◆ What you have to do: Pick out the lines below that include the string "conifer".

Saved entries:
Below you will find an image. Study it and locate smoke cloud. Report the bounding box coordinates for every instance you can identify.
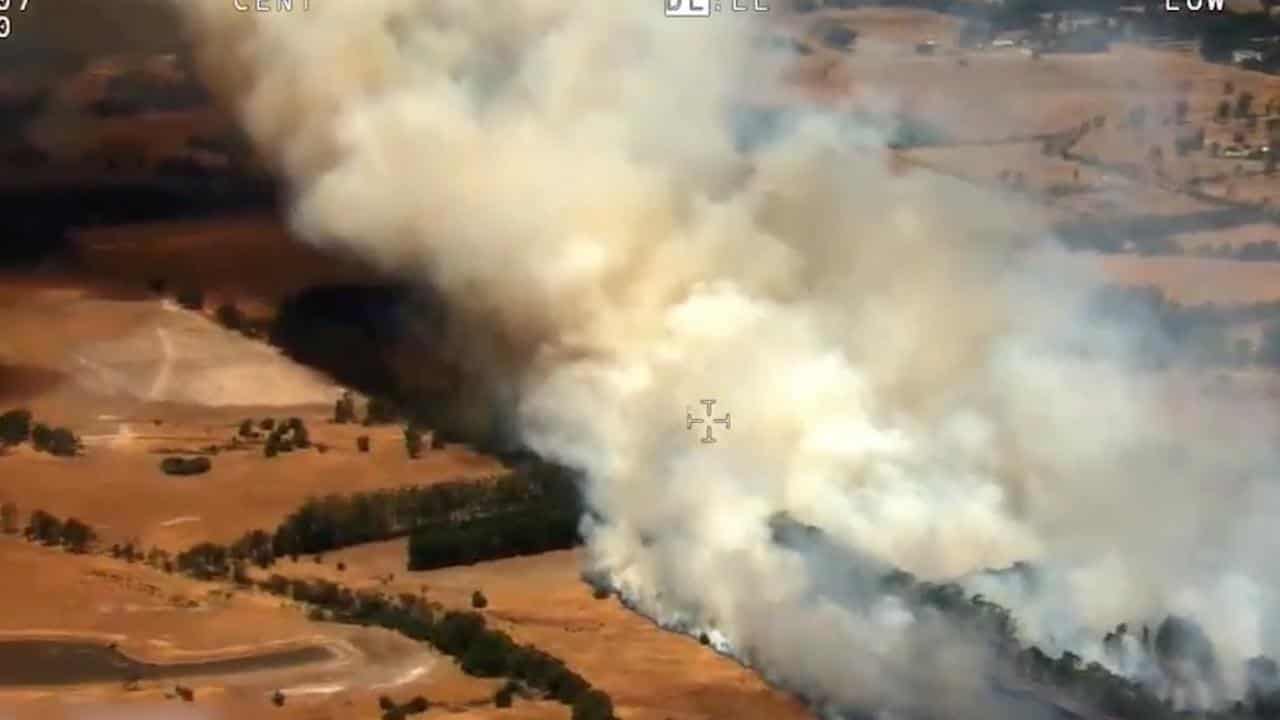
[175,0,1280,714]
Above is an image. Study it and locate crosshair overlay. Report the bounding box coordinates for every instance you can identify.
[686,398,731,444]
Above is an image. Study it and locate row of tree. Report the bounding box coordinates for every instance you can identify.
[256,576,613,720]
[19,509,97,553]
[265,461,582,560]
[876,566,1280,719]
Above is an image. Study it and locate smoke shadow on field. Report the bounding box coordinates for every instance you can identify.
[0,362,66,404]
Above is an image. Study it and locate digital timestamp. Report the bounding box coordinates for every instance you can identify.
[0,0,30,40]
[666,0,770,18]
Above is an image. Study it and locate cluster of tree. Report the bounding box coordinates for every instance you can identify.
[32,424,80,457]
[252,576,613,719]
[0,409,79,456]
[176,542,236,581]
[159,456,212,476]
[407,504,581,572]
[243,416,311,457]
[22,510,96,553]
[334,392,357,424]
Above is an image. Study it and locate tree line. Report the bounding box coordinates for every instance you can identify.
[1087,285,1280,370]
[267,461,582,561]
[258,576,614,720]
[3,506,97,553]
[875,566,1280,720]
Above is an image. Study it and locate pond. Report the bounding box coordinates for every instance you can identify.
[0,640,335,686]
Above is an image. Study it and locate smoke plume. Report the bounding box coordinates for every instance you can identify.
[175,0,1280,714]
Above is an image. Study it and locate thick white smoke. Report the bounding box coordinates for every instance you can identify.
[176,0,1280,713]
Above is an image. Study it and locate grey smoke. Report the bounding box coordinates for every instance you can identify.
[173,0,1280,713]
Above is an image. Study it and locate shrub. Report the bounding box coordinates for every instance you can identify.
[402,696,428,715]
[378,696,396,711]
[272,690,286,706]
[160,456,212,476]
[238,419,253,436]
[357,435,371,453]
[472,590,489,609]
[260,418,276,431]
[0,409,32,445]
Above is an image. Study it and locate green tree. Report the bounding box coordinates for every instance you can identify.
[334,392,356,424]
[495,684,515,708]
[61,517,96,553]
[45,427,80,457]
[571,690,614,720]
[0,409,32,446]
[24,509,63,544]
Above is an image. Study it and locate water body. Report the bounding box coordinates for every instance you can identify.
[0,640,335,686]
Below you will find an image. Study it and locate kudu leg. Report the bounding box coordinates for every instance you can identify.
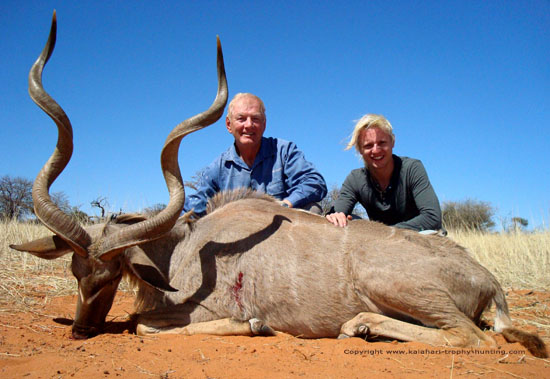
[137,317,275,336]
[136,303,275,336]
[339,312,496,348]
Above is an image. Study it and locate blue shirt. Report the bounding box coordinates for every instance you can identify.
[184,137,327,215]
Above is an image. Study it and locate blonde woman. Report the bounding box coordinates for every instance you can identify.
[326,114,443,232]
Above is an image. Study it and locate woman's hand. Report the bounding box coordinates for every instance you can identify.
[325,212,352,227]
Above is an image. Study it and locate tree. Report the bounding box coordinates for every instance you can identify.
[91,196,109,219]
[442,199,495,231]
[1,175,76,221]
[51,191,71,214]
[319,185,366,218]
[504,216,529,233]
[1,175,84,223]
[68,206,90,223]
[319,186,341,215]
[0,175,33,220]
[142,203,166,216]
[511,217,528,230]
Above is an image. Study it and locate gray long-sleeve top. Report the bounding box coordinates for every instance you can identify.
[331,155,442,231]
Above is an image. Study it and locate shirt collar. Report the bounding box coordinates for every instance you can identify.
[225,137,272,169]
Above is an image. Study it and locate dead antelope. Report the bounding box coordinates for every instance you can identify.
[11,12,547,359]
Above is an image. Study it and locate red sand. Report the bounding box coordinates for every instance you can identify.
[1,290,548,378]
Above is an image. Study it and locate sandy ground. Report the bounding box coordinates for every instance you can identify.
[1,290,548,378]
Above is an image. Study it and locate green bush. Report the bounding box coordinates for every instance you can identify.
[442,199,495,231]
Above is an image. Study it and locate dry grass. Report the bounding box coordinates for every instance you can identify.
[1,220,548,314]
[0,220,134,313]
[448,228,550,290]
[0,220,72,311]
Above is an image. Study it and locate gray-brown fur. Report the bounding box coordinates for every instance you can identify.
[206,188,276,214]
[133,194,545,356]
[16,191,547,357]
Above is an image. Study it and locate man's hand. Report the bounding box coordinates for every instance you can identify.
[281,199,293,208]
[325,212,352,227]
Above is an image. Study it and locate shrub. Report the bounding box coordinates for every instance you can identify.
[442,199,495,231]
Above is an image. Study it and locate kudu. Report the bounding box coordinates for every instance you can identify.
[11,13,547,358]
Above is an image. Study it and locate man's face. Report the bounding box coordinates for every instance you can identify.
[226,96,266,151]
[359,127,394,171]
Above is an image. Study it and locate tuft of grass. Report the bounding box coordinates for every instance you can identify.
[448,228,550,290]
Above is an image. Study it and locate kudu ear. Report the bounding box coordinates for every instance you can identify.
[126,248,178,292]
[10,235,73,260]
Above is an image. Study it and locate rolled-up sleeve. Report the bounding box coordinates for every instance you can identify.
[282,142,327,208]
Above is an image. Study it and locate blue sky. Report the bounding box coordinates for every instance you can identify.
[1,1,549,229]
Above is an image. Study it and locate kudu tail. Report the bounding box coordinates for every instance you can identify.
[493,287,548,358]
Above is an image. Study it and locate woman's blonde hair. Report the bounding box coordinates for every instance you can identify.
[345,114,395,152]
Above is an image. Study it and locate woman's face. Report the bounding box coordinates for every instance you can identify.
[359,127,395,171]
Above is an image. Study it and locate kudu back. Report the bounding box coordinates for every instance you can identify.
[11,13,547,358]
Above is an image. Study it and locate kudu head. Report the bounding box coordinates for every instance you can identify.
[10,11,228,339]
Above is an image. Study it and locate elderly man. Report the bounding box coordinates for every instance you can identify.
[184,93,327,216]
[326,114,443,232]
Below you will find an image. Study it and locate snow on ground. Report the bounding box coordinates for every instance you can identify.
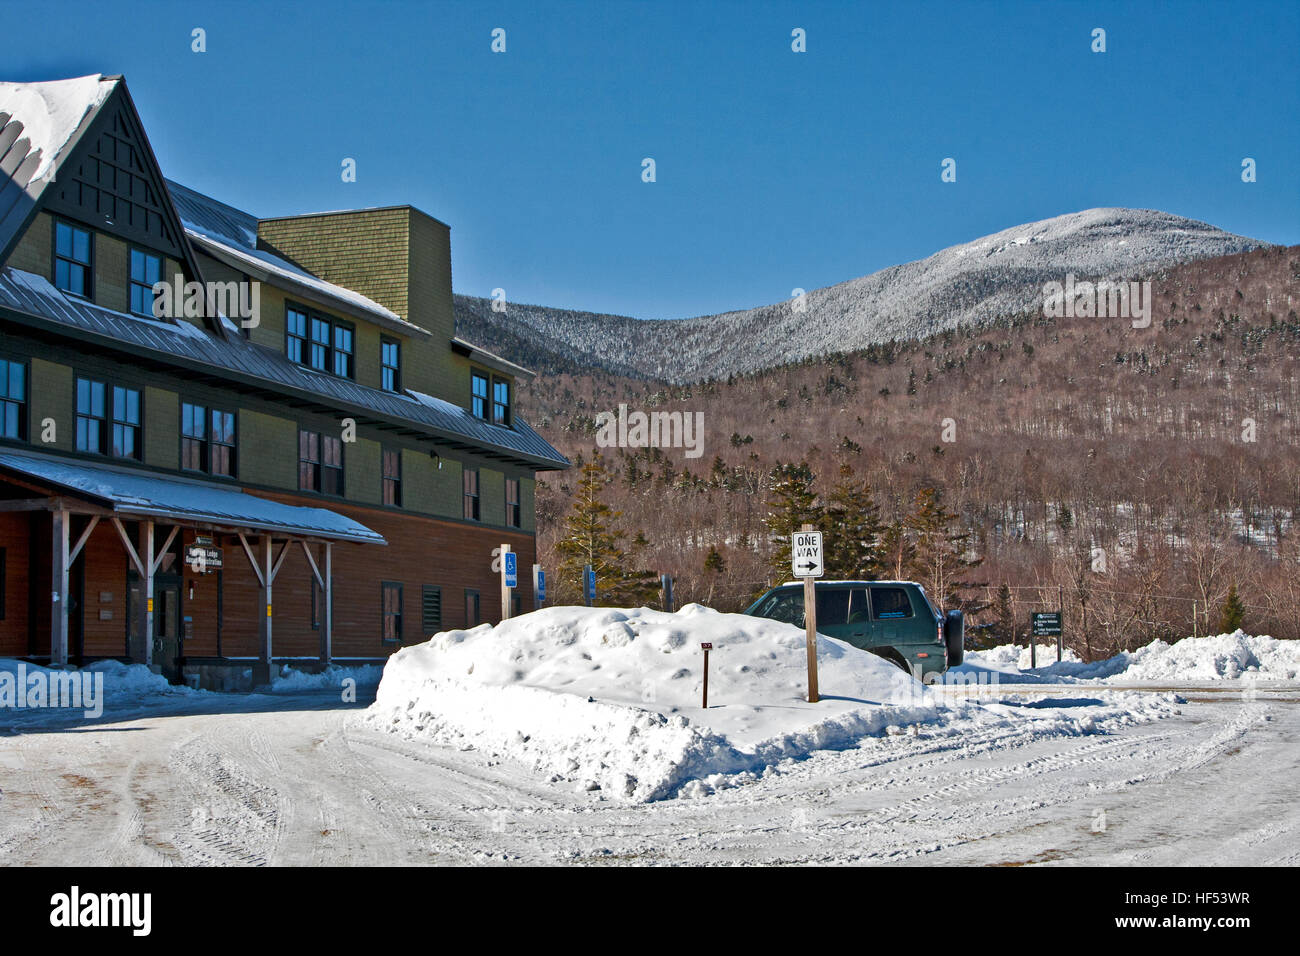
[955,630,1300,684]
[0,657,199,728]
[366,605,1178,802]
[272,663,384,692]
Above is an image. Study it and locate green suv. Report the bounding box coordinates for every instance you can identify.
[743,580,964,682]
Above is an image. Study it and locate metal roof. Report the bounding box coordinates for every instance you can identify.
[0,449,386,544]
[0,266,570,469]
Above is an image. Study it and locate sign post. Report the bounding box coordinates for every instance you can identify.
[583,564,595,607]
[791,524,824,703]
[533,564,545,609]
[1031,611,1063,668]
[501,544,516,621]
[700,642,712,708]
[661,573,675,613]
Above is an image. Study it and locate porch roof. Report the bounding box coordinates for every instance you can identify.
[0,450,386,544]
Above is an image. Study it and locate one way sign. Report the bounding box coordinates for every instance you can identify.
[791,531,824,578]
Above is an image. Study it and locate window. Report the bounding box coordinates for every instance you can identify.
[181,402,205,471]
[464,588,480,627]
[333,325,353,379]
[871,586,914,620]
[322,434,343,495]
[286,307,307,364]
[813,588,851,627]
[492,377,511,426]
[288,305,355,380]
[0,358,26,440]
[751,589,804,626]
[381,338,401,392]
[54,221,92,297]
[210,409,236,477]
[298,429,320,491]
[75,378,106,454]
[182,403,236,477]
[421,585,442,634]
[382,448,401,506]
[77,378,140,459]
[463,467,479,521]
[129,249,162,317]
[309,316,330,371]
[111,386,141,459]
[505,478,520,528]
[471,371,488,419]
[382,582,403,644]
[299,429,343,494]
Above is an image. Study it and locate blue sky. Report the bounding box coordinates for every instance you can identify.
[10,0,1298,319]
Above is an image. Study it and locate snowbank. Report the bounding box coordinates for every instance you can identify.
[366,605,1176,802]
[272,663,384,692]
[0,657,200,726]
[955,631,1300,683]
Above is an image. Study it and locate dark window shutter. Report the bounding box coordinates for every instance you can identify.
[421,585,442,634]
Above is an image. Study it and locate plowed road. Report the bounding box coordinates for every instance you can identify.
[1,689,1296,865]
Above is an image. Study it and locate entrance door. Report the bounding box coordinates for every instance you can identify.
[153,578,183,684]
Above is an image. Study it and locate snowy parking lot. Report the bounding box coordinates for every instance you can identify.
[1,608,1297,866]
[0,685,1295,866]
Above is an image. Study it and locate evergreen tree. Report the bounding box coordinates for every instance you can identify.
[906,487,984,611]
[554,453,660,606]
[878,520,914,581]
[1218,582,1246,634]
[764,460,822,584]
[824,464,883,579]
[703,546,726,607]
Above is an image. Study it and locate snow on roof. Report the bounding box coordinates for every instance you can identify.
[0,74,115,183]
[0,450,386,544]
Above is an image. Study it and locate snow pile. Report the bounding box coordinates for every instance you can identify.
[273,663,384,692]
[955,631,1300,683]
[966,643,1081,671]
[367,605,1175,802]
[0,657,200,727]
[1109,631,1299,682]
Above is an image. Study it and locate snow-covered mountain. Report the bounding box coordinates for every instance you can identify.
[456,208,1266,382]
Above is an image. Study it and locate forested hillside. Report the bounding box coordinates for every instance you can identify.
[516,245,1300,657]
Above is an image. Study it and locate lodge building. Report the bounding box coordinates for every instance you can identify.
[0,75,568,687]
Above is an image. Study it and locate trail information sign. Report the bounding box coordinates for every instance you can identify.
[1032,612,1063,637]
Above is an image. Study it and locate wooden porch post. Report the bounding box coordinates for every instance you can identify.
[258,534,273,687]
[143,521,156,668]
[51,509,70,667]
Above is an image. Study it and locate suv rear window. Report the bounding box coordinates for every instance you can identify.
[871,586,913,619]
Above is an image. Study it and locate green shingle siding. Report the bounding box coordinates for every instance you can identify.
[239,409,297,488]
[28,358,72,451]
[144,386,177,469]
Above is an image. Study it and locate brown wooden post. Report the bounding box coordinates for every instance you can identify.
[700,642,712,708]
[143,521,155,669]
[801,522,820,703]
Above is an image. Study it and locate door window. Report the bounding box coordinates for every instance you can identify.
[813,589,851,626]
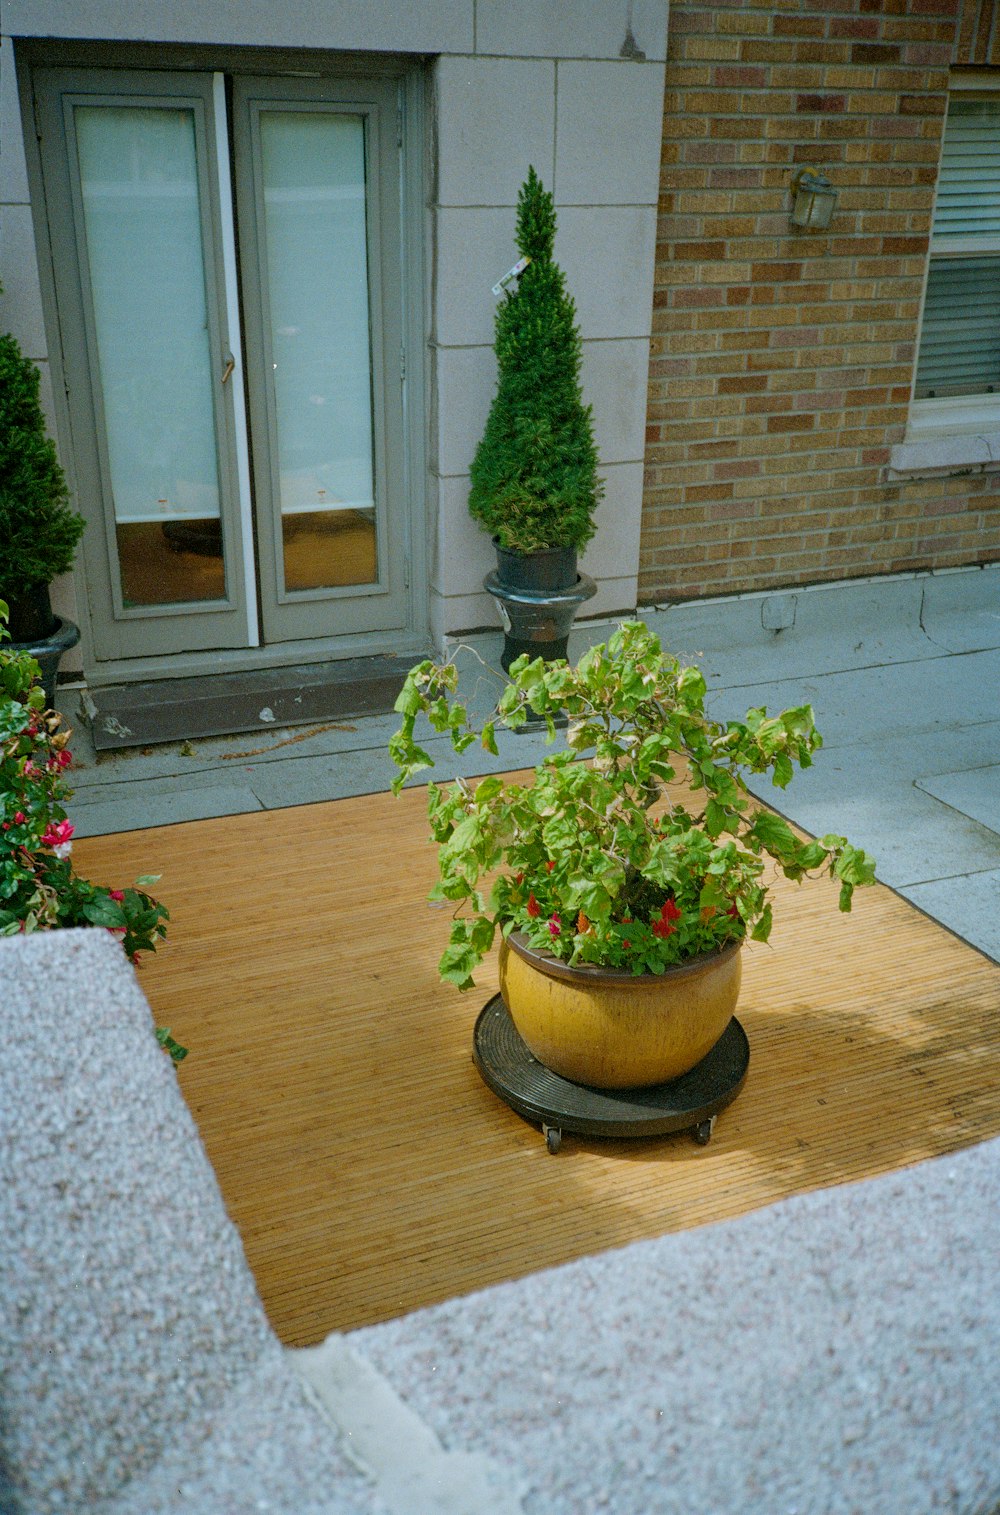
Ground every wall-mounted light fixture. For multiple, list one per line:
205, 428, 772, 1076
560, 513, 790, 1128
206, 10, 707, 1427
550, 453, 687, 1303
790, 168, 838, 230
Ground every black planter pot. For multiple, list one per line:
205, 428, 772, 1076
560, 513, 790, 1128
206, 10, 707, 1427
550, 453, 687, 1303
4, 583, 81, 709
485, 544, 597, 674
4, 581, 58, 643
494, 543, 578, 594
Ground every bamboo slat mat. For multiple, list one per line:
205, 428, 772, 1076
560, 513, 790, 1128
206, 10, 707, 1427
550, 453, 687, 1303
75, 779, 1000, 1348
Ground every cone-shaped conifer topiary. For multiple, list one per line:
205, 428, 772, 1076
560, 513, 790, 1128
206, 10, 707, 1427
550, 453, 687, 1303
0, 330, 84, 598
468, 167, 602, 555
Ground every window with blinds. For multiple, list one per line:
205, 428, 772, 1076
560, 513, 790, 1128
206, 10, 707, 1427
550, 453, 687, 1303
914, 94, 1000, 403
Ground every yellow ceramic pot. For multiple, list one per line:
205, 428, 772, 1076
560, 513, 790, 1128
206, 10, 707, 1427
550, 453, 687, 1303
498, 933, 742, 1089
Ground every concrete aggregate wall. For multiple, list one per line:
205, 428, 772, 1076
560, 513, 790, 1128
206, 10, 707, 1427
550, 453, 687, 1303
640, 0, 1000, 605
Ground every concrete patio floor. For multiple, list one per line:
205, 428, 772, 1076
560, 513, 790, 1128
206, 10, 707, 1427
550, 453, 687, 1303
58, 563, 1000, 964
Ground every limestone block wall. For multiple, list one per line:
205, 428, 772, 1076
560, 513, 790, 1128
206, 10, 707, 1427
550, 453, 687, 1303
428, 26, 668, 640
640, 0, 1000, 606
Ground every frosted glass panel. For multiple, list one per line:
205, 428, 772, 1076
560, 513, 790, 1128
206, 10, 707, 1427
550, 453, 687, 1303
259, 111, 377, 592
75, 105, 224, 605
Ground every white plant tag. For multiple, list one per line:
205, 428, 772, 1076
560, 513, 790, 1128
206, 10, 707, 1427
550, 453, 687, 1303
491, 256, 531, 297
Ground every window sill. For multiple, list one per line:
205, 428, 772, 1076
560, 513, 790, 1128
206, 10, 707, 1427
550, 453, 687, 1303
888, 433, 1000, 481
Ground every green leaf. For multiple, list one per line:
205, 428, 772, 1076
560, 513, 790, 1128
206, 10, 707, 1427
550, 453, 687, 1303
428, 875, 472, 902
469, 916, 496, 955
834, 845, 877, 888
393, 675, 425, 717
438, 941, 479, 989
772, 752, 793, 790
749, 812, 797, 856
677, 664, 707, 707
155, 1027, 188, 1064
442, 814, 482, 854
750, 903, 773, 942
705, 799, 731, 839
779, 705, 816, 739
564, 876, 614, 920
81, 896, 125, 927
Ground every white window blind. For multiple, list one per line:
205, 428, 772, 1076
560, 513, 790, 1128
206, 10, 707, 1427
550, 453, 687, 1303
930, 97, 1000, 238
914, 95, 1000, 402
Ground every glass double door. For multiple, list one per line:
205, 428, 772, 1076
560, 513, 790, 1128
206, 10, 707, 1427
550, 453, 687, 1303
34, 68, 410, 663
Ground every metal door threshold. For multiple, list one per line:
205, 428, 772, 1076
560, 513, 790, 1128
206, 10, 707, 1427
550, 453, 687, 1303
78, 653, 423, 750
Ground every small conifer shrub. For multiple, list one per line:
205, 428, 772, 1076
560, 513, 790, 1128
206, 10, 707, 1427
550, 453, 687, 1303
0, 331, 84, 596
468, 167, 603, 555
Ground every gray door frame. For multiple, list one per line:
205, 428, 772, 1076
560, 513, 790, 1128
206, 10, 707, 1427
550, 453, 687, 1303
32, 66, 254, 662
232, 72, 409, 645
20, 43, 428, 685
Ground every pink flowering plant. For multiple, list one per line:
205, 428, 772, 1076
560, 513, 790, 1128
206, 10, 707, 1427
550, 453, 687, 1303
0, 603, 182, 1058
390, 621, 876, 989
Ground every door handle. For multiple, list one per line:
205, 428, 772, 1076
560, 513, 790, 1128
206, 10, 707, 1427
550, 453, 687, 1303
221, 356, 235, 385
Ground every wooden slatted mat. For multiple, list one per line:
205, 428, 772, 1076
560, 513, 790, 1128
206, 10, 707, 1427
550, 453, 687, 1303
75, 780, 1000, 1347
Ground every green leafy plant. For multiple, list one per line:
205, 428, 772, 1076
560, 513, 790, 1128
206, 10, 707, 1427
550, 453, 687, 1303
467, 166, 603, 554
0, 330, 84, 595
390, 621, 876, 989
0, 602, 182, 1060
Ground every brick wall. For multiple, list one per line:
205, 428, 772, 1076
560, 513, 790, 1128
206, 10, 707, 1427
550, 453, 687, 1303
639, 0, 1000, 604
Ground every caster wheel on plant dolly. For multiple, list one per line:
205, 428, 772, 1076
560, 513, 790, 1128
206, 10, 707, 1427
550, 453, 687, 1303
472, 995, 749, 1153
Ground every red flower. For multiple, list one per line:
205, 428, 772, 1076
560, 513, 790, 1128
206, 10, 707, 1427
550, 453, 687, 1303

◆ Exercise solution:
Ground every cone-shaped conifer topiary. For multiple, list one per line:
Ground every small conifer shrub. For multiple, list one per line:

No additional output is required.